▸ Stated goal
In the material, switch "blonde girl" to "fair-haired girl" and give back only the lines from the one containing "Here's a bet: you won't be able to pinpoint the denim" through the one containing "207 79 229 99", leaving everything else as it stands.

▸ Entries

____________

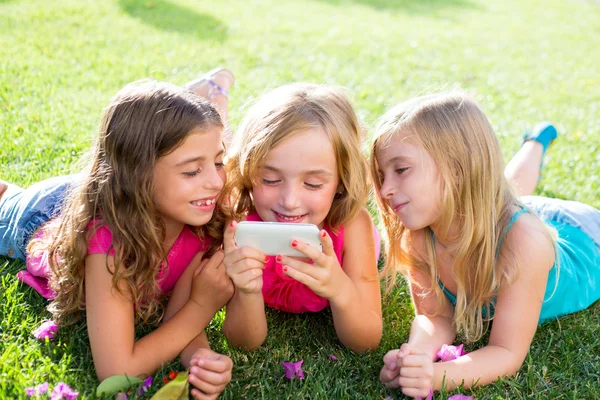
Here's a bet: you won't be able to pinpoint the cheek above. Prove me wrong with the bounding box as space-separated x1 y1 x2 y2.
252 185 277 207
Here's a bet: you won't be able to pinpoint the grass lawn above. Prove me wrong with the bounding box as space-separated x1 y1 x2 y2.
0 0 600 399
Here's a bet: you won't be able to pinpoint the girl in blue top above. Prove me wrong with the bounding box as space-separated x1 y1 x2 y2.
372 94 600 397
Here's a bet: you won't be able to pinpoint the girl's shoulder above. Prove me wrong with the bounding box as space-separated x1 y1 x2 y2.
498 212 555 271
87 219 114 254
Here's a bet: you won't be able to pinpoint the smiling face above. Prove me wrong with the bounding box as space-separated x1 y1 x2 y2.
252 127 339 228
152 125 226 237
376 132 442 230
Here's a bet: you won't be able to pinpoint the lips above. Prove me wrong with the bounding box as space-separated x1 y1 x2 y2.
190 196 217 207
271 210 308 223
392 201 408 213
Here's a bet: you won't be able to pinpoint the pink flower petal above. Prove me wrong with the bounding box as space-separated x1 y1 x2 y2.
32 321 58 340
281 360 304 379
25 382 48 397
50 382 79 400
437 344 467 362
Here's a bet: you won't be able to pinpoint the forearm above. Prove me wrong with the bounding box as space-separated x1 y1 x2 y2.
179 332 210 368
433 345 524 390
223 288 267 350
330 281 383 352
408 315 456 361
94 302 213 380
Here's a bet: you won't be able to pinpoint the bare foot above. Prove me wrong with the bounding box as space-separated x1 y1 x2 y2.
184 68 235 147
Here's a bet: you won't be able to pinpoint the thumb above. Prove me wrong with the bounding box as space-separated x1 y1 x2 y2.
223 221 238 251
397 343 414 358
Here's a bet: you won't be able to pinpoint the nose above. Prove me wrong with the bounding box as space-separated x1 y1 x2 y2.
379 179 396 200
206 167 225 191
280 184 300 211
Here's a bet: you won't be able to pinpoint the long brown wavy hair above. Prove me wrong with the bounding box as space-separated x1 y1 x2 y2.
29 81 223 324
371 92 556 341
224 83 370 231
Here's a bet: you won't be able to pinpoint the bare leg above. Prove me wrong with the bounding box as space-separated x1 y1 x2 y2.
0 180 8 200
504 140 544 196
184 69 235 148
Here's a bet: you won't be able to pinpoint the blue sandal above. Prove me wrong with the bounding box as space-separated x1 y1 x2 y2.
523 122 558 157
184 68 235 100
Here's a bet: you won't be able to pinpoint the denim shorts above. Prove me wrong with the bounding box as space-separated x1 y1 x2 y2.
0 174 81 261
519 196 600 247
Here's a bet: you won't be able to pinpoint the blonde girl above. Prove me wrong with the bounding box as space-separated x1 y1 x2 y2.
371 93 600 397
218 84 382 351
0 81 233 399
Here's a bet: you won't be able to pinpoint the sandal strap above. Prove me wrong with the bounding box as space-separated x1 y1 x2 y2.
207 79 229 99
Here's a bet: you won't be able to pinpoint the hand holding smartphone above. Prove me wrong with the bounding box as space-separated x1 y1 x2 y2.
235 221 322 257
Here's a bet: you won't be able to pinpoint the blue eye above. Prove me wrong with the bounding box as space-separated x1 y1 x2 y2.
263 178 281 185
182 168 202 178
304 182 323 190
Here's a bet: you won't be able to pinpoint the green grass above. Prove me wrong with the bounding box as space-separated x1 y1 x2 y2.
0 0 600 399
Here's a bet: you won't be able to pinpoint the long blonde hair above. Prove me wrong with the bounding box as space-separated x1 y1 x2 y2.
371 92 555 341
225 83 369 230
29 81 223 324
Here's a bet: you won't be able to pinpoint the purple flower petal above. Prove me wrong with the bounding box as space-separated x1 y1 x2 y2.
138 376 152 394
50 382 79 400
415 389 433 400
281 360 304 379
25 382 48 397
437 344 467 362
32 321 58 340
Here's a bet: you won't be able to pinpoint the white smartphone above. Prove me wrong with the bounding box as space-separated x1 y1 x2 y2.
235 221 322 257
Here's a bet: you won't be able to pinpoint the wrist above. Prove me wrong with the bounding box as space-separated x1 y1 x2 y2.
328 274 354 309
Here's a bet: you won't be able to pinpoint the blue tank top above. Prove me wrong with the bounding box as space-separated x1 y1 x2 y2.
430 208 600 324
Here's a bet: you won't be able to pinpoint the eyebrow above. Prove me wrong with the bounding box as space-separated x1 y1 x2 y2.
385 156 411 165
263 165 333 176
175 149 225 167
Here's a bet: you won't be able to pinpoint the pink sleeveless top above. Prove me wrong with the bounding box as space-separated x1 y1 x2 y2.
246 212 344 314
17 220 212 299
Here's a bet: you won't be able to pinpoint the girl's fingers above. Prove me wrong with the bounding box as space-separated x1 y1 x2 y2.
381 378 400 389
227 246 268 265
402 386 429 398
315 229 335 261
196 355 233 376
398 376 427 389
190 389 219 400
204 250 225 269
379 367 398 385
188 371 225 395
398 354 427 368
281 257 323 280
223 221 237 253
383 350 400 371
283 265 319 291
400 367 423 378
290 240 323 264
227 259 265 276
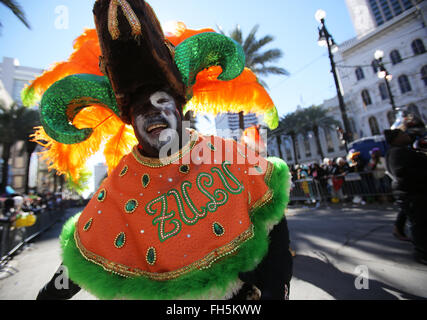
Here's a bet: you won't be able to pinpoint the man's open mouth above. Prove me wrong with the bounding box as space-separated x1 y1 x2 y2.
146 123 169 134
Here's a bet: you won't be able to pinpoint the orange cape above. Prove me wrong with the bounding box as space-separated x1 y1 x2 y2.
74 132 273 281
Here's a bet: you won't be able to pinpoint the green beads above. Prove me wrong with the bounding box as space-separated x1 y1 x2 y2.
119 165 129 177
40 74 120 144
212 222 225 237
125 199 138 213
141 174 150 188
114 232 126 249
97 189 107 202
175 32 245 87
145 247 157 266
254 166 262 173
208 142 216 151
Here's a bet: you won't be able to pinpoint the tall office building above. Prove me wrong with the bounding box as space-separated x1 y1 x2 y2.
215 113 260 139
346 0 425 36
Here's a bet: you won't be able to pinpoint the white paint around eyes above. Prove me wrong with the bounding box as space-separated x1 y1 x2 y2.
150 91 176 110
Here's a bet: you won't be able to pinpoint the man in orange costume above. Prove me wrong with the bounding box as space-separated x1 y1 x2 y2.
37 0 292 300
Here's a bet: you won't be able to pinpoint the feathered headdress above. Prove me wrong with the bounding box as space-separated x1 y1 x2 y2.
22 0 278 179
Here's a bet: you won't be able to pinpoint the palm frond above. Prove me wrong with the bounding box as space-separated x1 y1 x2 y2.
243 25 259 52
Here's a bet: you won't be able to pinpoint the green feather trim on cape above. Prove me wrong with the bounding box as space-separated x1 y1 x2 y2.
60 158 291 300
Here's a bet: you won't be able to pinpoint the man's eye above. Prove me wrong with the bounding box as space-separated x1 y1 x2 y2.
157 98 169 104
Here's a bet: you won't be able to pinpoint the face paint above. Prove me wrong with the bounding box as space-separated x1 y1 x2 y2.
132 91 180 151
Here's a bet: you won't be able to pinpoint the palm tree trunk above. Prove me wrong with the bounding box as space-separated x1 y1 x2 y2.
313 127 325 160
239 111 245 133
290 132 298 164
25 141 37 194
276 135 283 159
0 143 12 193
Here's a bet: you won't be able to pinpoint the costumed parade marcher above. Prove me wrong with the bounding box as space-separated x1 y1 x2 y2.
30 0 292 299
384 129 427 264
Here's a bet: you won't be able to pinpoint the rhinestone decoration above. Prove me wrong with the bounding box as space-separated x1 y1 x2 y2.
212 222 225 237
179 164 190 174
254 166 262 173
108 0 142 40
141 173 150 188
125 199 138 213
96 189 107 202
175 32 245 87
208 142 216 151
83 218 93 231
114 232 126 249
145 247 157 266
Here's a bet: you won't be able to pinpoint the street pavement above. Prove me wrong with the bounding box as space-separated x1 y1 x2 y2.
0 205 427 300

____________

▸ Result for this exercise
Here's a bet: you won't be able to pinpoint the denim shorts above. Prove me wrong with the bounding box as space-separated x1 y1 x2 y2.
0 174 81 261
519 196 600 247
Here's a bet: you won't be able to pinpoint the fair-haired girl above. Prove me wrong with the bounding box as space-separated x1 y1 x2 y2.
371 93 600 397
218 84 382 351
0 81 233 399
Here's a bet: you won't be able to pinpoint the sandal strap above. Prove me wrong with the bounding box as space-separated x1 y1 x2 y2.
207 79 229 99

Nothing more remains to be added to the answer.